___ EXCERPT PROVIDED

Artists and communities are paying increasing attention to post-traumatic stress disorder. For example, my hometown has conducted a homecoming event for vets, including a workshop for a group of them, followed by a large public welcome, at which workshop participants read their poems. One speaker emptied his pack of many clattering containers of prescription meds and jokingly asked the shocked audience, "anybody want to party?" He then said he was taking the pills "for your protection." The whole process is shown in a superb documentary, "The Welcome," produced by Bill McMillan and Kim Shelton.

______
___ AVAILABLE DATA

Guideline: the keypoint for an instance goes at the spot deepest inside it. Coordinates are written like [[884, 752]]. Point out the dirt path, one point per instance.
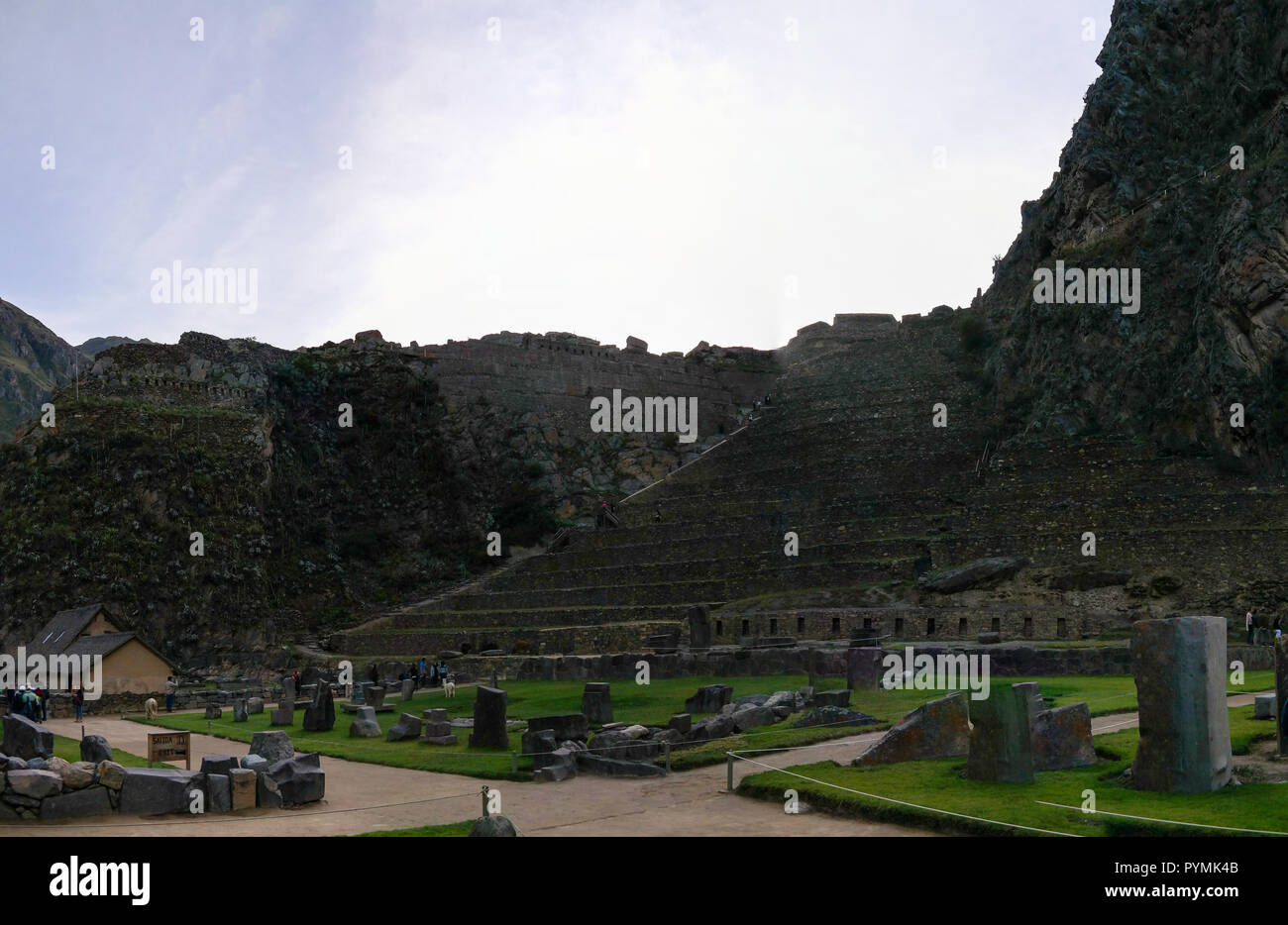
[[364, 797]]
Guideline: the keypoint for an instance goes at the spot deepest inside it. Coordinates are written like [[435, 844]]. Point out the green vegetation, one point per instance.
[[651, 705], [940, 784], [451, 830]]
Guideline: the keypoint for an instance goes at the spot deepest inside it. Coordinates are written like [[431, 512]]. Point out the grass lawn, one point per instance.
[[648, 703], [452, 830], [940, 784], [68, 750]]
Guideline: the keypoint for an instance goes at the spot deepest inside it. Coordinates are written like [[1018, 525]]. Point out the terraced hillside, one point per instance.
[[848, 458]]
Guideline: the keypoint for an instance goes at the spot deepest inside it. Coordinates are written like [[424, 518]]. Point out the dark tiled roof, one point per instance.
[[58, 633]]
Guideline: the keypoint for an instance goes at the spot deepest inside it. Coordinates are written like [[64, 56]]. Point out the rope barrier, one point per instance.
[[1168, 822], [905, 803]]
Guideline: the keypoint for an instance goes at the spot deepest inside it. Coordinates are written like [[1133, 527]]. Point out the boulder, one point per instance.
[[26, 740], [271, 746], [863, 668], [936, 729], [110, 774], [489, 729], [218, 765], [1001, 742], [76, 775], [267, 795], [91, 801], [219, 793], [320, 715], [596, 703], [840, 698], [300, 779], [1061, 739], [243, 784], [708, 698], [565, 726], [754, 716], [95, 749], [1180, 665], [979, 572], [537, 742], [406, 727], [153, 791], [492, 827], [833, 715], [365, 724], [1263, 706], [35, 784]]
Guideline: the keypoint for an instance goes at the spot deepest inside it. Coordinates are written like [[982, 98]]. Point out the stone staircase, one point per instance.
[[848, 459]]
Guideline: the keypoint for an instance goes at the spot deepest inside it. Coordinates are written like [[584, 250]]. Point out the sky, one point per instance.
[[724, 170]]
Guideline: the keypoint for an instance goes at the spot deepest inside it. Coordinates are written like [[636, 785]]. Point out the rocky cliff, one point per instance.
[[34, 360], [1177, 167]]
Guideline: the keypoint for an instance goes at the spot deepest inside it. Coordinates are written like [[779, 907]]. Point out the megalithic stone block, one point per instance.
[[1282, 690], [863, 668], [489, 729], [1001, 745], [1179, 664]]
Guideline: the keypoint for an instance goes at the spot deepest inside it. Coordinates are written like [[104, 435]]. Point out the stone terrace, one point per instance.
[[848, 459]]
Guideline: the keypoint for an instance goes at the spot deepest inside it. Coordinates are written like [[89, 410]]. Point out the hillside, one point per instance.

______
___ AVAILABLE DATA

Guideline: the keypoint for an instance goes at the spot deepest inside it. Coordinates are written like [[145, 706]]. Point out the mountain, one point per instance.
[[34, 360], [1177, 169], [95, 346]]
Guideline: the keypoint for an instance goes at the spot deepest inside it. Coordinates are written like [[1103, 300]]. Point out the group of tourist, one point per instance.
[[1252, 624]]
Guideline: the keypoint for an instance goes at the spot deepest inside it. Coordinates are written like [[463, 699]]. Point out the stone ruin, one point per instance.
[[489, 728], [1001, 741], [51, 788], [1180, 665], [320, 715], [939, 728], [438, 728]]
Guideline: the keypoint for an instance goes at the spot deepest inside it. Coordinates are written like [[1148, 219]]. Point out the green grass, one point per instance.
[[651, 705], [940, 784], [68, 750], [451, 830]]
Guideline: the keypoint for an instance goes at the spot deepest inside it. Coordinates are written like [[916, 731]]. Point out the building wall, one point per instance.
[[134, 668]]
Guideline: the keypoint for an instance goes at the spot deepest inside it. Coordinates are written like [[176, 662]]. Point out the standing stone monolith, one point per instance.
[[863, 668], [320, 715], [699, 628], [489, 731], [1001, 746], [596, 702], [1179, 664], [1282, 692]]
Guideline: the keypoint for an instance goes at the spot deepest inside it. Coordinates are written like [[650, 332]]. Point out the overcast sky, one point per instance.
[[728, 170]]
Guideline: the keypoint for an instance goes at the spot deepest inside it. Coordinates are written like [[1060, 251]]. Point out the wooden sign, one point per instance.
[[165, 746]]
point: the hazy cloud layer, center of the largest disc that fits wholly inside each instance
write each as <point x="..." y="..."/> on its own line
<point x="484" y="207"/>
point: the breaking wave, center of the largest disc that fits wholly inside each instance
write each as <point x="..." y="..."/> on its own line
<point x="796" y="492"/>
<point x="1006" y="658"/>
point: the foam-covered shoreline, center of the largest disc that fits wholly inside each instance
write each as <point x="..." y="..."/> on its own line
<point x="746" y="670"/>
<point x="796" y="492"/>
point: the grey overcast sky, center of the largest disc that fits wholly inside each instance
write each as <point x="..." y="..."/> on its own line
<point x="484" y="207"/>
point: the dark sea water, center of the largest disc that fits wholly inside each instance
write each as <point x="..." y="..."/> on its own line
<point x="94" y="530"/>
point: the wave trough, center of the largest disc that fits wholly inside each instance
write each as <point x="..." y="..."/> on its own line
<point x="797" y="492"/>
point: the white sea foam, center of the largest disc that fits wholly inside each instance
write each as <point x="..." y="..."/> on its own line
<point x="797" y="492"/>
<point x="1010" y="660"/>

______

Render into Spanish this sentence from the passage on post-traumatic stress disorder: "Artists and communities are paying increasing attention to post-traumatic stress disorder."

Los artistas y las comunidades están prestando cada vez más atención al trastorno de estrés postraumático.